From: KONRAD Frederic <fred.konrad@greensocs.com>

We already had async_run_on_cpu but we need all VCPUs outside their execution
loop to execute some tb_flush/invalidate task:

async_run_on_cpu_safe schedule a work on a VCPU but the work start when no more
VCPUs are executing code.
When a safe work is pending cpu_has_work returns true, so cpu_exec returns and
the VCPUs can't enters execution loop. cpu_thread_is_idle returns false so at
the moment where all VCPUs are stop || stopped the safe work queue can be
flushed.

Signed-off-by: KONRAD Frederic <fred.konrad@greensocs.com>

Changes V3 -> V4:
  * Use tcg_cpu_try_block_execution.
  * Use a counter to know how many safe work are pending.

──────────

Request 1
Answer these questions from the patch description:
(a) Which function did they already have before this change?
(b) What does cpu_has_work return when a safe work is pending?
(c) In the changes from V3 to V4, what is used to know how many safe works are pending?
Request 2
Supply the next few lines of the patch description, picking up after its final line.
The material after this point plays no part in the work here.

Data extract
──────────

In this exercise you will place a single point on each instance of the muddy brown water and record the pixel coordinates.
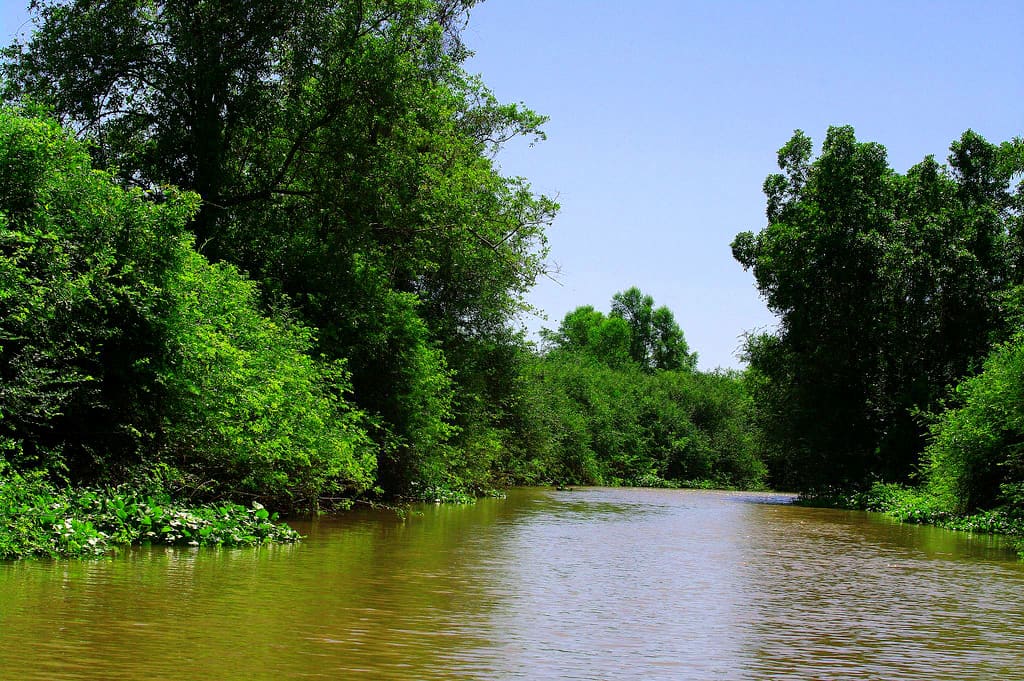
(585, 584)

──────────

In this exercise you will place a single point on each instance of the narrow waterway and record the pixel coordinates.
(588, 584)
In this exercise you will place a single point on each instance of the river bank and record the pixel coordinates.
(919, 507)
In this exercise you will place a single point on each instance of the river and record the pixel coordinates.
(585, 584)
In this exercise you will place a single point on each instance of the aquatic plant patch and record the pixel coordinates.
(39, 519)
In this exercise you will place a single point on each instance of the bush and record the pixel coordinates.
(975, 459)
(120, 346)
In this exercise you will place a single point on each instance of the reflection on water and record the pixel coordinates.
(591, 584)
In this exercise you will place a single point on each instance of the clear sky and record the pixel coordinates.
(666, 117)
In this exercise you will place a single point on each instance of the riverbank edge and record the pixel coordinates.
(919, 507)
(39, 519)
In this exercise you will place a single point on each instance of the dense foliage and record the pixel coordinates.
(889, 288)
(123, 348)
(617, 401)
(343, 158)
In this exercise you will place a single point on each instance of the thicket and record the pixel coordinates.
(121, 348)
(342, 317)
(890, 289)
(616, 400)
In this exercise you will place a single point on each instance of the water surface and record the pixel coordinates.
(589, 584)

──────────

Response 1
(a) async_run_on_cpu
(b) It returns true.
(c) A counter

Response 2
Changes V2 -> V3:
  * Unlock the mutex while executing the callback.
Changes V1 -> V2:
  * Move qemu_cpu_kick_thread to avoid prototype declaration.
  * Use the work_mutex lock to protect the queued_safe_work_* structures.
---
 cpu-exec.c        |   5 ++
 cpus.c            | 149 +++++++++++++++++++++++++++++++++++++++---------------
 include/qom/cpu.h |  24 ++++++++-
 3 files changed, 137 insertions(+), 41 deletions(-)

diff --git a/cpu-exec.c b/cpu-exec.c
index e16666a..97805cc 100644
--- a/cpu-exec.c
+++ b/cpu-exec.c
@@ -363,6 +363,11 @@ int cpu_exec(CPUState *cpu)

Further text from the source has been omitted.